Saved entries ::
※ ※ ※
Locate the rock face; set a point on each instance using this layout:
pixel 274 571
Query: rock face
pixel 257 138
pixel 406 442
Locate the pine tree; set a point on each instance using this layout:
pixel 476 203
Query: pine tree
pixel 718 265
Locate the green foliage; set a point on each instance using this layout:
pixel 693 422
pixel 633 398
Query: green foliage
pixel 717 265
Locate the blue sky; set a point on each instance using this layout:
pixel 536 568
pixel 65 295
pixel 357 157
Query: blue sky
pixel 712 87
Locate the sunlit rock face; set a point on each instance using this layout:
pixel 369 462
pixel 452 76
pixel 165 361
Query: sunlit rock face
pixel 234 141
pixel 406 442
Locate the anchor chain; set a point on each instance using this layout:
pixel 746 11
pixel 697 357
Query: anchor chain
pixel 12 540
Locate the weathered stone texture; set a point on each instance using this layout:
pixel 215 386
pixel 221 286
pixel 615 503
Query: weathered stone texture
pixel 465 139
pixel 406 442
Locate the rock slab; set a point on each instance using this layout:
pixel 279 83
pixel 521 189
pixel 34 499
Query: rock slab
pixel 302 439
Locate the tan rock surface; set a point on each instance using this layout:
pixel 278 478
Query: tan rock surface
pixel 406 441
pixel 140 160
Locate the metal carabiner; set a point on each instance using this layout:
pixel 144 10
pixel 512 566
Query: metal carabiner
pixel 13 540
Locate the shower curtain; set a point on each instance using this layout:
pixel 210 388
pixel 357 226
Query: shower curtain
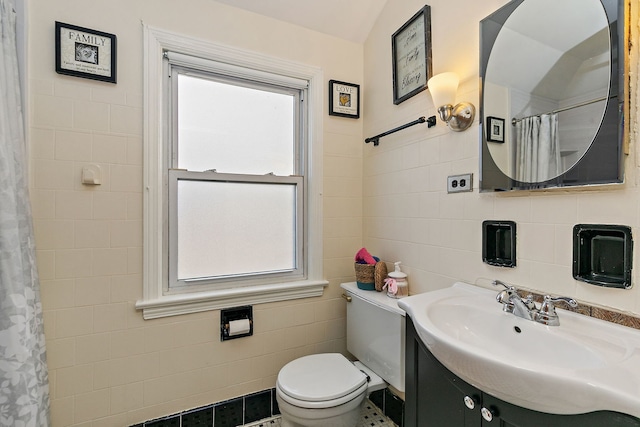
※ ※ ※
PROBLEM DESCRIPTION :: Return, from the data, each line where the string "curtain" occurs.

FINISHED EXERCISE ::
Locate the shower curtain; set a point on each instance using this layout:
Query: shower curtain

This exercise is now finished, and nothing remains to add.